• Verilen Talimat A: Seçilen metni hiçbir değişiklik yapmadan baştan sona yeniden yazın.

• Seçilen Metin:
----

Bu kadarını biliyorum.
Hamer'ın sıkı
kontrolün altında olacağına söz vermiştin.
Değil mi?
Beni aptal konumuna
düşürürlerse bedeli ağır olur.
Birbirimizi anlıyor
muyuz Hapishane Yöneticisi Lee Simmons?
Evet hanımefendi.
Güzel.
Hiç görmedim.
Hiç görmedin mi?
Evet iki yüz altmış kilometre boyunca başka bir benzin istasyonu yok.
Siyah lastikli mavi
sedan görmedin mi hiç?
Hayır.
İki erkek, bir kadın.
Kuzeye gidiyorlar?
Bonnie ve Clyde'ı
arıyorsan onları görmedim.
Ve görseydim Yolları açık olsun.
Sadece benim gibi fakirlerden
çalan bankalardan çalıyorlar.
Evet?
Tanrım.
Ne var?
Bonnie ve Clyde
hakkında söyleyeceğim her şeyi söyledim.
Dallas'ta kendi
kanının gölü içinde ölen bir polis memuru var.
Fişekleri cebinden
çıkarmaya çalışırken kafası patlatıldı.
Paskalya pazarı
sabahı.
Ailesi gelecek hafta ekmek
kuyruğunda olacak.
Yolları açık olsun?
Yolları açık olsun?
Poncho!
- Gerçekten bunu mu
söyleyeceksin?
- Poncho!
Dün buradan geçtiler.

----

• Alıştırma Malzemesi:
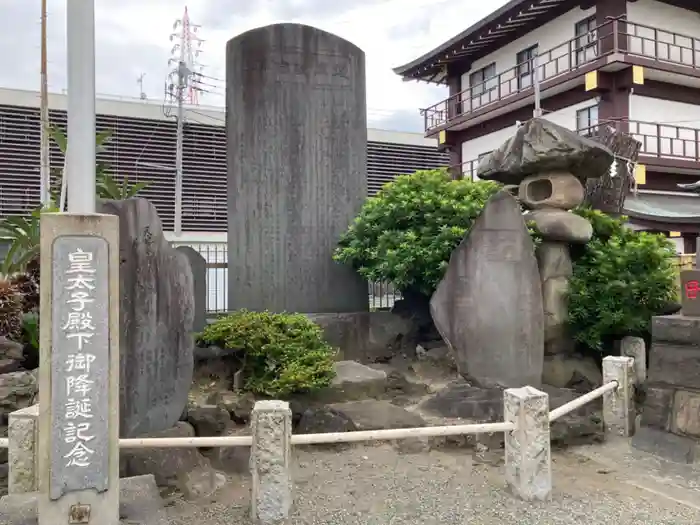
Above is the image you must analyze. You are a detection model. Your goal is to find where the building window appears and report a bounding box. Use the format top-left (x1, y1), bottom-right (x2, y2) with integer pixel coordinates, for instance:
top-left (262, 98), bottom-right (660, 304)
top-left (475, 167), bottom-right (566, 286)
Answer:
top-left (515, 45), bottom-right (537, 90)
top-left (576, 105), bottom-right (598, 135)
top-left (469, 62), bottom-right (498, 98)
top-left (574, 15), bottom-right (598, 66)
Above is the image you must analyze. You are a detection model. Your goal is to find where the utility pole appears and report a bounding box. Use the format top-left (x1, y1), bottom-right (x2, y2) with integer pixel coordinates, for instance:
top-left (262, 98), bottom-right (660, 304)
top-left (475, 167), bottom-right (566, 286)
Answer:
top-left (39, 0), bottom-right (51, 208)
top-left (532, 51), bottom-right (542, 118)
top-left (136, 73), bottom-right (148, 100)
top-left (168, 7), bottom-right (202, 236)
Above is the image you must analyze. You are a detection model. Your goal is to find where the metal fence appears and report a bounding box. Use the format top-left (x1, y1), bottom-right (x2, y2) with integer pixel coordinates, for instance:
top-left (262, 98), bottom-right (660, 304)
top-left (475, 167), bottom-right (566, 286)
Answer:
top-left (172, 242), bottom-right (401, 314)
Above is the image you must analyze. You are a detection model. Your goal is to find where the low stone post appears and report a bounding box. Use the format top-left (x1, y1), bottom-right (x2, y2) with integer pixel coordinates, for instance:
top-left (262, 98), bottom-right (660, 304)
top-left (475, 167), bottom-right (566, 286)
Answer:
top-left (603, 356), bottom-right (636, 437)
top-left (620, 336), bottom-right (647, 385)
top-left (250, 401), bottom-right (292, 525)
top-left (503, 386), bottom-right (552, 501)
top-left (7, 405), bottom-right (39, 494)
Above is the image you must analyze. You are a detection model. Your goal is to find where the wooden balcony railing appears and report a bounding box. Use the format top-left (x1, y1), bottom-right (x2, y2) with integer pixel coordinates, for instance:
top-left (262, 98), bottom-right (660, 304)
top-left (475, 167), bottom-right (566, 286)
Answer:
top-left (449, 120), bottom-right (700, 180)
top-left (421, 20), bottom-right (700, 132)
top-left (578, 120), bottom-right (700, 162)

----

• Verilen Talimat B: Girdilerin en başından "top-left (574, 15), bottom-right (598, 66)" ifadesini içeren satıra kadar (iki uç da dahil) her şeyi, "building window" yerine "glass window" koyarak ve geri kalan hiçbir şeyi değiştirmeden tekrar yazın. Yalnızca bu satırları verin ve resimleri yanıta almayın.

• Yazılı Yanıt A:
Bu kadarını biliyorum.
Hamer'ın sıkı
kontrolün altında olacağına söz vermiştin.
Değil mi?
Beni aptal konumuna
düşürürlerse bedeli ağır olur.
Birbirimizi anlıyor
muyuz Hapishane Yöneticisi Lee Simmons?
Evet hanımefendi.
Güzel.
Hiç görmedim.
Hiç görmedin mi?
Evet iki yüz altmış kilometre boyunca başka bir benzin istasyonu yok.
Siyah lastikli mavi
sedan görmedin mi hiç?
Hayır.
İki erkek, bir kadın.
Kuzeye gidiyorlar?
Bonnie ve Clyde'ı
arıyorsan onları görmedim.
Ve görseydim Yolları açık olsun.
Sadece benim gibi fakirlerden
çalan bankalardan çalıyorlar.
Evet?
Tanrım.
Ne var?
Bonnie ve Clyde
hakkında söyleyeceğim her şeyi söyledim.
Dallas'ta kendi
kanının gölü içinde ölen bir polis memuru var.
Fişekleri cebinden
çıkarmaya çalışırken kafası patlatıldı.
Paskalya pazarı
sabahı.
Ailesi gelecek hafta ekmek
kuyruğunda olacak.
Yolları açık olsun?
Yolları açık olsun?
Poncho!
- Gerçekten bunu mu
söyleyeceksin?
- Poncho!
Dün buradan geçtiler.

• Yazılı Yanıt B:
Above is the image you must analyze. You are a detection model. Your goal is to find where the glass window appears and report a bounding box. Use the format top-left (x1, y1), bottom-right (x2, y2) with integer pixel coordinates, for instance:
top-left (262, 98), bottom-right (660, 304)
top-left (475, 167), bottom-right (566, 286)
Answer:
top-left (515, 45), bottom-right (537, 90)
top-left (576, 105), bottom-right (598, 135)
top-left (469, 62), bottom-right (498, 98)
top-left (574, 15), bottom-right (598, 66)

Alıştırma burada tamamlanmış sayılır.